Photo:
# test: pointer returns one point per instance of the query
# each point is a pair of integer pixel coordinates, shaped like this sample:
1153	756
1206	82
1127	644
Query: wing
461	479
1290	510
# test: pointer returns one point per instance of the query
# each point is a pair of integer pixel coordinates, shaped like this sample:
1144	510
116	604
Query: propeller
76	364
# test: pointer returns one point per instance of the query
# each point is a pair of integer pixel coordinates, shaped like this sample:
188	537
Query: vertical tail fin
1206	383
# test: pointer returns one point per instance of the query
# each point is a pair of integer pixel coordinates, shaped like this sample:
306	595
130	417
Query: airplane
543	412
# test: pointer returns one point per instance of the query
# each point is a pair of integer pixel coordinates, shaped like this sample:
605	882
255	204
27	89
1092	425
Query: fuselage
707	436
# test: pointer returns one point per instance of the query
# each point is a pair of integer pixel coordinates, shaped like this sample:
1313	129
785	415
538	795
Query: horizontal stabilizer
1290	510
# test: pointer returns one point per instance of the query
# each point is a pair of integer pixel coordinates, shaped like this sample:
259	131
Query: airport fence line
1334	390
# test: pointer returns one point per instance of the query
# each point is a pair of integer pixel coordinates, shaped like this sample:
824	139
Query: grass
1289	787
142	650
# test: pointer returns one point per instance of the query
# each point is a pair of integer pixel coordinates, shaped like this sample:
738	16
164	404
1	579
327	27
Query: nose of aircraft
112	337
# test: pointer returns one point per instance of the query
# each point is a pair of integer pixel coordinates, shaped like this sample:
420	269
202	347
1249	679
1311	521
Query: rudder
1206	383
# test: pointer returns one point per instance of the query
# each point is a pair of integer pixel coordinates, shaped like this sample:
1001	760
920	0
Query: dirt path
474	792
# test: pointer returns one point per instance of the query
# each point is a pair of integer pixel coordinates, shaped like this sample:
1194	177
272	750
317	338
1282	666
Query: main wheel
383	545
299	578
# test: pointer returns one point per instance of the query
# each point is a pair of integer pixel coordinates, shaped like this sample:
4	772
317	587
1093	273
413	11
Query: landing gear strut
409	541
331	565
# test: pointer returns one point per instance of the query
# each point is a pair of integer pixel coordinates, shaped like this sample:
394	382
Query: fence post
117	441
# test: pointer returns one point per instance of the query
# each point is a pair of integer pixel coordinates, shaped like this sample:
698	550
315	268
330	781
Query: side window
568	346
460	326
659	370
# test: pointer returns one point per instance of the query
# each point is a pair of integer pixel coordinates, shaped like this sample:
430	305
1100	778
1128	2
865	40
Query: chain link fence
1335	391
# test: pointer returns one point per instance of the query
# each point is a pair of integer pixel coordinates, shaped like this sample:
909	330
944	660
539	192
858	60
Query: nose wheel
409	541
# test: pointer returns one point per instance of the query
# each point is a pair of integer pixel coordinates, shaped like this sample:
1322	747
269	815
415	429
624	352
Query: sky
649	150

- Work item -
The answer must be all of the entries, restated exactly.

- Expected answer -
Photo:
# test: pointer returns one point per instance of the query
# each point is a pair of integer pixel coordinates, shaped like this sample:
1153	756
1206	82
1127	644
Query: wing
461	479
1290	510
# test: pointer returns one point per instance of the query
# each point is a pair of integer pixel coordinates, shaped like this sample:
1144	510
116	604
Query: propeller
76	364
# test: pointer returns one point per instance of the query
# each point is a pair of integer pixel coordinates, shaped like this sample:
188	537
Query: vertical tail fin
1206	383
# test: pointer returns one point per instance of the query
# each point is a pair of integer pixel coordinates, shaped like this sample:
306	595
130	417
Query: airplane
543	412
# test: pointer returns one point per instance of the query
# each point is a pair of integer pixel coordinates, shaped like this sample:
605	882
255	204
27	89
1092	425
Query: fuselage
707	436
# test: pointer returns one point per instance of the query
# each point is a pair of integer pixel coordinates, shaped like this sample:
1313	129
785	415
538	795
Query: horizontal stabilizer
1290	510
# test: pointer returns one point per instance of the query
# each point is a pair of integer pixel coordinates, shaped like this sample:
259	131
Query: airport fence line
1334	390
# test: pointer returns one point per instance of the query
# each point is a pair of integer pixel coordinates, shaped like this sample:
824	139
Query: grass
1289	787
142	650
# test: pointer returns one point per instance of the query
# each point is a pair of integer pixel coordinates, shaped like this sample:
738	16
164	404
1	579
327	27
Query: nose of aircraft
112	337
# test: pointer returns one point per instance of the query
# each point is a pair of integer pixel coordinates, shaped like this sample:
420	269
202	347
1249	679
1311	521
Query: rudder
1206	383
# test: pointer returns one point per instance of the query
# each point is a pair of integer pixel coordinates, shaped like this sample:
1001	760
920	0
Query: dirt path
474	792
# test: pointer returns one point per instance of the query
# each point is a pair of integer pixel coordinates, shaped like this sample:
1194	177
272	750
317	338
1282	666
Query: main wheel
383	545
299	578
# test: pointer returns one point per instance of the query
# each point is a pair of integer pixel coordinates, shaped like this sample:
4	772
317	587
1093	273
413	11
Query: landing gear strut
409	541
331	565
# test: pointer returns one point per instance of the query
# each point is a pair of integer pixel coordinates, shaped like this sample:
394	382
Query: fence post
117	441
# test: pointer returns one point per instance of the query
# each point is a pair of integer pixel coordinates, shaped like this sample:
698	550
315	268
330	781
Query: side window
568	346
460	326
659	370
# test: pointer returns one point per instance of the query
# each point is a pair of integer pixel coordinates, shaped like this sample:
430	305
1100	778
1128	2
865	40
Query: chain link fence
1335	391
# test: pointer returns one point per instance of the query
# each point is a pair of integer pixel coordinates, shaped like this sample:
909	330
944	660
539	192
858	60
Query: nose wheel
409	541
# test: pointer returns one point per instance of the query
# each point is a pair of integer pixel coordinates, shaped like this sample:
1322	747
269	815
415	429
624	352
Query: sky
649	150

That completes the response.